→ SOURCE EXCERPT
Start
Tom A. Trachani, vice-president of the construction company which built the restaurant on the property for the lessee, testified that, prior to the commencement of construction on the building, he had met on the site with the defendant, Mrs. White, a grading contractor, and a representative of the lessee, and that the defendant had not at that time decided who was to do the grading; that on the following day the defendant notified him by telephone that "he had settled on the grading with some Robinsons and that Mrs. White would handle it for us."

Counsel for the defendant introduced into evidence the interrogatory of the defendant, in which he testified that he did not authorize the work done by the plaintiffs; was out of the country at the time the work was performed; did not approve or ratify the work; had not met either of the plaintiffs; might have had one telephone conversation with one of the plaintiffs; had not, to his knowledge, had any telephone conversation with any member of their company; had not [then later had] had a telephone conversation with anyone concerning the price of fill for land; and that there was no further action on this telephone conversation.

The stipulation, that "the issue is whether or not there was a contract," is construed to mean that the only question involved was whether a valid (exclusive of the question of the applicability of the Statute of Frauds) oral contract was entered into, thereby eliminating the question of partial performance by the plaintiffs. The applicability of the Statute of Frauds is assumed to have been eliminated by the stipulation for the reason that it was apparent to both parties that a full performance by one side would take it out of the statute if a contract was entered into. The stipulation in regard to the amount and fairness of the contract, together with the facts, eliminates the question of definiteness as to the amount of dirt, the length of time required to pack the dirt and the size and capacity of the dump truck. The jury was authorized to find that the defendant agreed with plaintiff Curtis Robinson on the terms of the contract, which were that the charge for supplying and hauling the dirt was to be at the rate of $2.50 per load plus $12.50 per hour for a tractor to distribute the dirt, and that Mrs. White would notify the plaintiffs when to begin work. There is no evidence that Mrs. White was given either actual or apparent authority to contract at $2.50 per load plus $12.50 per hour for the tractor. Although the amount of verdict, $2,280, was $100 more than was authorized by the evidence (672 loads @ $2.50 plus $500 for the tractor), this error is not reversible inasmuch as it will not likely reoccur upon the second trial of the case, hereinafter granted on certain of the special grounds. The general grounds are without merit.
End
→ WHAT TO DO
- 1) In the court excerpt, retype the passage from "Counsel for the" up to and including "this telephone conversation.".
- 2) According to the court excerpt, what was the amount of the verdict?

→ PROVIDED INFORMATION
Start
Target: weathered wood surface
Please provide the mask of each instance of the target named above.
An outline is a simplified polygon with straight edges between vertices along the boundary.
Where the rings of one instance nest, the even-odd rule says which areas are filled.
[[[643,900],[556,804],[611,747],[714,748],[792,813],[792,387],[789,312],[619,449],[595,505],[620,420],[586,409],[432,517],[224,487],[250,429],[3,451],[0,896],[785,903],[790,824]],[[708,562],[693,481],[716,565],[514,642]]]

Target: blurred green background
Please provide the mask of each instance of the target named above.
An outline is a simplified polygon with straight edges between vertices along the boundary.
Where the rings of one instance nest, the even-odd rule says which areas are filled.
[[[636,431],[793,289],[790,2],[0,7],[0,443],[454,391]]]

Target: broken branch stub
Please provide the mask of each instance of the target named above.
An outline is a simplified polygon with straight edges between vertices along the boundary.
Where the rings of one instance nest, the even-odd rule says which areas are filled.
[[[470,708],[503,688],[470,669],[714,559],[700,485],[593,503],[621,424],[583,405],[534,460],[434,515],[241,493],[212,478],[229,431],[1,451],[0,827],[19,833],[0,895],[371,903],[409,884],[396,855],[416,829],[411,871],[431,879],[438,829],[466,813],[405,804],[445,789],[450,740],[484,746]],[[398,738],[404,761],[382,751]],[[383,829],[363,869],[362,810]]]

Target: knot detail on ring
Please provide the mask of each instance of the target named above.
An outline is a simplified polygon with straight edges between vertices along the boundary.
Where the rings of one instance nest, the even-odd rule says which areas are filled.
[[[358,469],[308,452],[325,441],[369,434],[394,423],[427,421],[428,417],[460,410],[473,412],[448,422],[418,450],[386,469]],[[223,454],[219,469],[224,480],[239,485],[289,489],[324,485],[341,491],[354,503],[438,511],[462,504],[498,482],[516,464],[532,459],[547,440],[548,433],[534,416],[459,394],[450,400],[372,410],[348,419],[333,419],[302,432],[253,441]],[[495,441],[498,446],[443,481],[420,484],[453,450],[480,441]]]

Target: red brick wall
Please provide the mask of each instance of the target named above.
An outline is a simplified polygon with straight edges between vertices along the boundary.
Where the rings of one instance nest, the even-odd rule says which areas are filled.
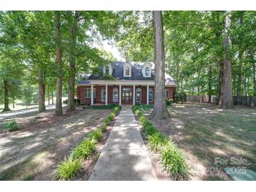
[[[123,86],[133,88],[133,86]],[[90,98],[85,98],[84,97],[84,89],[86,88],[90,88],[90,85],[83,85],[79,86],[77,88],[77,98],[80,99],[81,104],[89,104],[90,103]],[[101,90],[105,89],[106,86],[105,85],[94,85],[94,88],[96,88],[96,98],[94,99],[94,103],[97,104],[105,104],[105,102],[101,101]],[[119,85],[109,85],[108,86],[108,92],[107,92],[107,102],[109,104],[113,103],[113,89],[114,88],[116,88],[118,89],[118,102],[116,102],[117,104],[119,103]],[[141,103],[147,104],[147,86],[135,86],[135,89],[140,88],[142,90],[142,98]],[[149,88],[153,90],[153,102],[149,102],[150,103],[154,103],[154,87],[149,86]],[[166,89],[169,90],[169,98],[173,99],[174,92],[175,91],[175,88],[173,87],[166,87]],[[135,92],[136,94],[136,92]],[[135,97],[136,100],[136,97]],[[136,100],[135,100],[136,101]]]

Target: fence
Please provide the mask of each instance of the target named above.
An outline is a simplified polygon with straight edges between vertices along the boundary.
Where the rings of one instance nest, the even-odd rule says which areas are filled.
[[[187,95],[187,101],[189,102],[208,102],[208,95]],[[237,97],[233,97],[233,101],[234,104],[237,104]],[[217,103],[217,97],[216,95],[212,95],[210,98],[211,103]],[[241,97],[241,104],[245,106],[256,106],[256,97],[252,96],[242,96]]]

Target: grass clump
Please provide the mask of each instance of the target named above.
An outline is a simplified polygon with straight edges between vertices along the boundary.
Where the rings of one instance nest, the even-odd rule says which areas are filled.
[[[72,158],[72,160],[83,160],[90,158],[95,149],[95,140],[86,139],[73,149]]]
[[[15,121],[6,123],[4,125],[4,130],[5,132],[11,132],[18,130],[18,123]]]
[[[82,161],[79,159],[65,159],[57,167],[54,178],[59,180],[72,180],[80,171]]]
[[[147,139],[149,149],[153,151],[159,151],[168,142],[168,139],[159,132],[149,135],[147,136]]]
[[[161,163],[163,170],[176,180],[188,179],[189,169],[182,151],[147,119],[139,106],[133,107],[133,111],[137,115],[140,124],[145,130],[149,149],[160,153]]]
[[[175,180],[187,179],[189,176],[185,158],[177,147],[168,145],[160,151],[161,163],[163,170]]]
[[[94,139],[97,142],[100,141],[102,137],[102,132],[100,129],[97,129],[93,131],[90,134],[90,139]]]

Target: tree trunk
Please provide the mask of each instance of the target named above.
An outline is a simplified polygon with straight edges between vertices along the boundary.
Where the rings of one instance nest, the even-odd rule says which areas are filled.
[[[151,119],[162,119],[170,115],[165,100],[165,59],[162,12],[153,11],[154,37],[155,90],[153,111]]]
[[[46,84],[43,83],[43,72],[41,66],[39,67],[39,112],[46,111]]]
[[[255,77],[255,62],[254,56],[252,56],[252,85],[253,85],[253,96],[256,96],[256,77]]]
[[[50,91],[49,89],[47,89],[47,95],[48,95],[48,104],[50,105]]]
[[[241,84],[242,84],[242,53],[239,51],[238,53],[238,79],[237,79],[237,103],[238,104],[242,104],[241,100]]]
[[[9,90],[8,81],[4,80],[4,108],[3,111],[11,111],[9,108]]]
[[[224,62],[223,62],[223,87],[222,87],[222,102],[221,107],[223,109],[232,108],[234,107],[232,97],[232,74],[231,74],[231,39],[230,37],[231,27],[231,11],[224,11],[223,14],[225,18],[225,28],[224,30]]]
[[[60,116],[62,114],[62,61],[61,50],[61,36],[60,36],[60,13],[55,12],[56,22],[56,60],[57,60],[57,82],[56,82],[56,105],[55,114]]]
[[[220,68],[219,68],[219,101],[218,104],[222,106],[222,97],[223,97],[223,62],[221,62],[220,64]]]
[[[53,101],[53,90],[52,90],[52,104],[54,104],[54,101]]]
[[[211,102],[212,98],[212,67],[208,69],[208,103]]]
[[[70,11],[69,20],[69,91],[67,98],[67,111],[75,110],[74,99],[74,81],[76,78],[76,57],[75,53],[76,49],[77,37],[77,22],[79,20],[79,13],[75,11],[74,17]]]

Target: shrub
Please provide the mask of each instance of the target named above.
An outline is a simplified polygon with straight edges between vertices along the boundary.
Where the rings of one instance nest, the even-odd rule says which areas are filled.
[[[175,101],[175,102],[186,102],[187,94],[184,91],[175,92],[174,95],[174,100]]]
[[[54,178],[60,180],[72,180],[80,171],[82,162],[79,159],[65,159],[57,167]]]
[[[152,135],[147,136],[149,140],[149,146],[151,150],[158,151],[166,143],[168,139],[160,132],[156,132]]]
[[[99,141],[102,137],[102,132],[100,129],[97,129],[90,134],[90,139],[94,139],[95,141]]]
[[[115,116],[115,114],[114,112],[111,113],[110,115],[107,117],[110,121],[113,121]]]
[[[166,105],[171,106],[173,104],[173,100],[166,100]]]
[[[175,179],[188,178],[188,166],[182,152],[175,146],[166,146],[161,149],[161,162],[166,170]]]
[[[105,125],[101,125],[99,129],[102,131],[102,132],[105,132],[107,130],[107,126]]]
[[[149,135],[152,135],[155,133],[159,132],[158,129],[156,129],[153,125],[149,125],[144,128],[146,132],[146,136],[149,137]]]
[[[86,139],[73,149],[72,158],[73,160],[88,158],[91,156],[95,149],[95,140]]]
[[[105,125],[106,125],[106,126],[107,126],[107,125],[109,125],[109,124],[110,124],[110,120],[109,120],[109,118],[105,118],[105,120],[104,120],[104,121],[103,121],[103,124]]]
[[[18,129],[16,121],[13,121],[10,123],[6,123],[4,125],[4,130],[6,132],[14,131]]]

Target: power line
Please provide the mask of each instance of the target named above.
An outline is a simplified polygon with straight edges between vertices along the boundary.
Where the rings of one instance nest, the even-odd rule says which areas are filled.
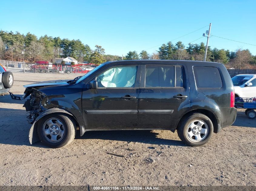
[[[193,42],[194,42],[194,41],[195,41],[196,40],[199,40],[199,39],[201,39],[201,38],[203,38],[204,37],[204,36],[203,36],[203,37],[200,37],[200,38],[198,38],[198,39],[197,39],[196,40],[193,40],[192,41],[192,42],[191,42],[190,43],[188,43],[187,44],[185,44],[185,45],[184,45],[184,46],[185,46],[186,45],[188,45],[188,44],[189,43],[193,43]]]
[[[218,37],[218,38],[223,38],[224,39],[226,39],[226,40],[231,40],[232,41],[234,41],[234,42],[236,42],[238,43],[243,43],[244,44],[249,44],[249,45],[251,45],[253,46],[256,46],[256,45],[255,44],[249,44],[249,43],[244,43],[242,42],[240,42],[240,41],[237,41],[237,40],[232,40],[231,39],[228,39],[226,38],[223,38],[223,37],[218,37],[217,36],[215,36],[214,35],[212,35],[212,34],[211,35],[211,36],[213,36],[213,37]]]
[[[198,30],[201,30],[201,29],[203,29],[203,28],[205,28],[205,27],[208,27],[208,26],[209,26],[209,25],[208,25],[208,25],[207,25],[206,26],[204,26],[204,27],[202,27],[202,28],[200,28],[199,29],[197,29],[197,30],[194,30],[194,31],[193,31],[193,32],[191,32],[189,33],[188,33],[188,34],[185,34],[184,35],[183,35],[183,36],[181,36],[181,37],[178,37],[178,38],[176,38],[175,39],[172,39],[172,40],[170,40],[170,41],[173,41],[173,40],[177,40],[177,39],[179,39],[179,38],[181,38],[181,37],[185,37],[185,36],[186,36],[186,35],[188,35],[189,34],[191,34],[191,33],[194,33],[194,32],[196,32],[196,31],[197,31]],[[193,41],[193,42],[194,42],[194,41]],[[144,50],[148,50],[149,49],[151,49],[151,48],[155,48],[155,47],[157,47],[157,46],[160,46],[160,45],[162,45],[162,44],[159,44],[159,45],[157,45],[157,46],[153,46],[153,47],[151,47],[151,48],[148,48],[148,49],[145,49]]]

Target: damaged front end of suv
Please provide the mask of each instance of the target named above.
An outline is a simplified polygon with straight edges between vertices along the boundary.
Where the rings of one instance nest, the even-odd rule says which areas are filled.
[[[26,109],[27,118],[30,124],[32,124],[40,113],[47,109],[49,99],[45,94],[38,89],[32,88],[26,88],[22,96],[24,99],[30,95],[25,102],[23,107]]]
[[[73,139],[77,129],[80,135],[84,133],[81,108],[83,84],[73,81],[55,81],[24,86],[22,99],[27,98],[23,107],[32,124],[29,134],[31,144],[41,141],[50,147],[60,147]],[[11,96],[17,97],[12,94]]]

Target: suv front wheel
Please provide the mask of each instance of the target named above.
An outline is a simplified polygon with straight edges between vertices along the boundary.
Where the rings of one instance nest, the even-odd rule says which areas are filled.
[[[76,123],[70,116],[52,113],[40,119],[37,133],[41,141],[51,148],[67,145],[74,140],[76,129]]]
[[[185,143],[191,146],[199,146],[211,138],[213,125],[205,115],[195,113],[182,120],[177,132],[179,137]]]

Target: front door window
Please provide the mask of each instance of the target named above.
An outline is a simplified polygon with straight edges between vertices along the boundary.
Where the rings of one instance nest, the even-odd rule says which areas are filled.
[[[134,87],[137,66],[115,66],[97,78],[99,88],[133,88]]]

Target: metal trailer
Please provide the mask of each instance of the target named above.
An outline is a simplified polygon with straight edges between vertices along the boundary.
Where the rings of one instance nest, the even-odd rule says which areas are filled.
[[[246,110],[244,112],[248,118],[253,119],[256,118],[256,97],[236,97],[235,99],[235,107],[243,108]]]

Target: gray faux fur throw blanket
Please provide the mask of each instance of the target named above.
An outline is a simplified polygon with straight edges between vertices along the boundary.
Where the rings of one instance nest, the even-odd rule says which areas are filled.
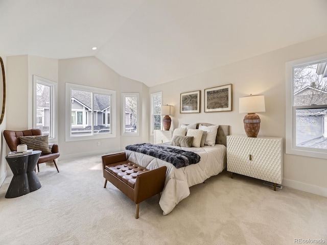
[[[200,158],[200,156],[192,152],[150,143],[127,145],[126,149],[156,157],[170,162],[177,168],[197,163]]]

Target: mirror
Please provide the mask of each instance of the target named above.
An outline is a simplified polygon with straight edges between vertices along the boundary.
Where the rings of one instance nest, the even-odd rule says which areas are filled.
[[[0,63],[2,70],[2,72],[0,74],[0,108],[2,108],[1,117],[0,117],[0,124],[1,124],[5,116],[5,109],[6,108],[6,77],[5,76],[4,61],[2,60],[1,57],[0,57]],[[2,98],[2,100],[1,100],[1,98]]]

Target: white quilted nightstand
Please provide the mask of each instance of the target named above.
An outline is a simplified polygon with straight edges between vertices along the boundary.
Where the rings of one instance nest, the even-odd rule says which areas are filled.
[[[173,131],[168,130],[153,130],[153,143],[161,144],[172,140]]]
[[[283,181],[283,139],[227,136],[227,170],[276,184]]]

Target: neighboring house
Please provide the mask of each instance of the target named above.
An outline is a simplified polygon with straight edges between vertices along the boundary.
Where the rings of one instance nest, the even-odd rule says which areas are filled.
[[[49,92],[47,87],[37,96],[36,126],[42,132],[49,132]],[[80,133],[91,130],[92,118],[95,131],[104,132],[110,130],[110,99],[106,94],[94,94],[93,117],[91,111],[92,93],[77,90],[72,90],[72,131]],[[128,109],[128,108],[127,108]],[[126,122],[131,124],[131,112],[125,112]],[[132,128],[132,127],[131,127]]]
[[[49,88],[42,86],[42,92],[37,95],[36,127],[43,134],[49,134],[50,122]]]

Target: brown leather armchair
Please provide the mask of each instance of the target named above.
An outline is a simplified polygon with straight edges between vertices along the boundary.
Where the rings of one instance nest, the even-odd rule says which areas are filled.
[[[4,130],[4,136],[7,142],[10,151],[17,150],[17,146],[19,144],[20,136],[30,136],[34,135],[42,135],[42,132],[39,129],[29,129],[21,131],[14,131],[12,130]],[[37,170],[39,172],[39,164],[46,162],[49,161],[53,161],[57,171],[59,173],[55,159],[60,156],[58,144],[54,144],[51,148],[52,153],[47,155],[41,155],[37,162]]]

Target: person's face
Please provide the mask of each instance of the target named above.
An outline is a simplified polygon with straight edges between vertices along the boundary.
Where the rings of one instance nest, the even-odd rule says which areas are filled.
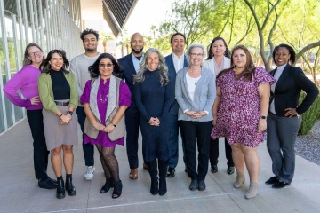
[[[44,59],[44,52],[36,46],[31,46],[28,49],[28,59],[31,64],[39,65]]]
[[[245,67],[247,56],[244,50],[242,49],[236,50],[232,55],[232,59],[237,68]]]
[[[147,58],[147,66],[148,70],[154,71],[159,66],[159,55],[157,52],[151,52]]]
[[[201,47],[195,47],[190,52],[190,64],[194,66],[200,66],[203,62],[204,52]]]
[[[276,64],[276,66],[285,65],[289,62],[290,57],[291,55],[288,49],[286,49],[285,47],[280,47],[276,52],[275,63]]]
[[[176,35],[172,38],[171,44],[173,53],[181,53],[185,48],[186,42],[181,35]]]
[[[101,78],[110,78],[114,67],[110,59],[103,58],[99,63],[99,72]]]
[[[222,56],[227,50],[226,45],[222,40],[217,40],[213,43],[212,51],[214,56]]]
[[[63,58],[58,53],[53,53],[50,62],[52,69],[55,71],[60,71],[63,66]]]
[[[85,51],[97,51],[98,41],[94,34],[87,34],[84,36],[84,47]]]
[[[141,53],[144,47],[142,36],[140,34],[134,34],[130,41],[130,45],[134,53]]]

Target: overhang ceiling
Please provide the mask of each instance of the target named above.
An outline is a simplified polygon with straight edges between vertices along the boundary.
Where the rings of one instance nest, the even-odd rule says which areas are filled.
[[[116,37],[119,36],[138,0],[102,0],[103,18]]]

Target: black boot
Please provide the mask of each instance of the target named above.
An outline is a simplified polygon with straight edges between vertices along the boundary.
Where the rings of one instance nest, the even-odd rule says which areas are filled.
[[[75,196],[76,194],[76,190],[72,184],[72,174],[66,176],[66,190],[69,196]]]
[[[121,196],[122,193],[122,182],[119,180],[118,182],[114,182],[114,192],[112,193],[112,198],[116,199]]]
[[[151,177],[151,187],[150,193],[153,195],[156,195],[159,193],[159,186],[157,181],[157,170],[156,170],[156,159],[148,162],[148,170]],[[166,173],[166,170],[165,170]]]
[[[56,197],[58,199],[65,198],[66,191],[64,189],[64,181],[63,181],[62,176],[57,178],[57,182],[58,182],[58,185],[57,185]]]
[[[166,170],[168,167],[169,161],[161,161],[158,160],[159,162],[159,195],[164,195],[167,192],[166,189]]]

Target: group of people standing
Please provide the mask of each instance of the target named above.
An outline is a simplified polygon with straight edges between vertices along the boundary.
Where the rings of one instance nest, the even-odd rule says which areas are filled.
[[[76,194],[72,184],[76,120],[83,132],[84,178],[93,178],[95,145],[106,177],[100,193],[114,187],[112,198],[122,193],[115,148],[124,145],[125,132],[129,178],[138,178],[140,129],[143,168],[149,172],[154,195],[164,195],[166,178],[175,176],[179,129],[191,191],[205,190],[209,159],[211,171],[218,172],[219,138],[224,137],[227,173],[233,174],[235,168],[236,171],[234,187],[243,186],[245,164],[250,178],[245,198],[255,197],[257,148],[266,130],[275,174],[266,184],[282,188],[292,182],[300,115],[318,95],[302,70],[290,65],[295,61],[292,47],[275,48],[276,68],[268,73],[254,66],[245,46],[237,45],[230,52],[221,37],[212,40],[204,62],[204,46],[192,43],[185,52],[186,37],[181,33],[172,36],[172,53],[165,58],[155,48],[144,52],[143,36],[135,33],[131,37],[132,52],[118,61],[97,51],[97,31],[85,29],[80,37],[85,51],[70,63],[61,50],[51,51],[44,59],[38,45],[28,44],[23,68],[4,88],[13,104],[27,108],[39,187],[57,188],[57,198],[64,198],[66,191],[70,196]],[[301,90],[307,96],[300,105]],[[50,151],[57,180],[46,174]]]

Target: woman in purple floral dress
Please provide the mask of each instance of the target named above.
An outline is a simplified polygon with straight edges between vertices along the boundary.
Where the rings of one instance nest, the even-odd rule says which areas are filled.
[[[275,79],[262,67],[255,67],[248,49],[236,46],[231,68],[217,75],[217,98],[213,105],[212,138],[226,137],[232,147],[236,170],[235,188],[243,186],[244,162],[249,171],[250,188],[245,198],[256,196],[260,159],[257,147],[263,142],[270,84]]]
End
→ THE SOLUTIONS
- 1)
Counsel for the defendant introduced into evidence the interrogatory of the defendant, in which he testified that he did not authorize the work done by the plaintiffs; was out of the country at the time the work was performed; did not approve or ratify the work; had not met either of the plaintiffs; might have had one telephone conversation with one of the plaintiffs; had not, to his knowledge, had any telephone conversation with any member of their company; had not [then later had] had a telephone conversation with anyone concerning the price of fill for land; and that there was no further action on this telephone conversation.

- 2) $2,280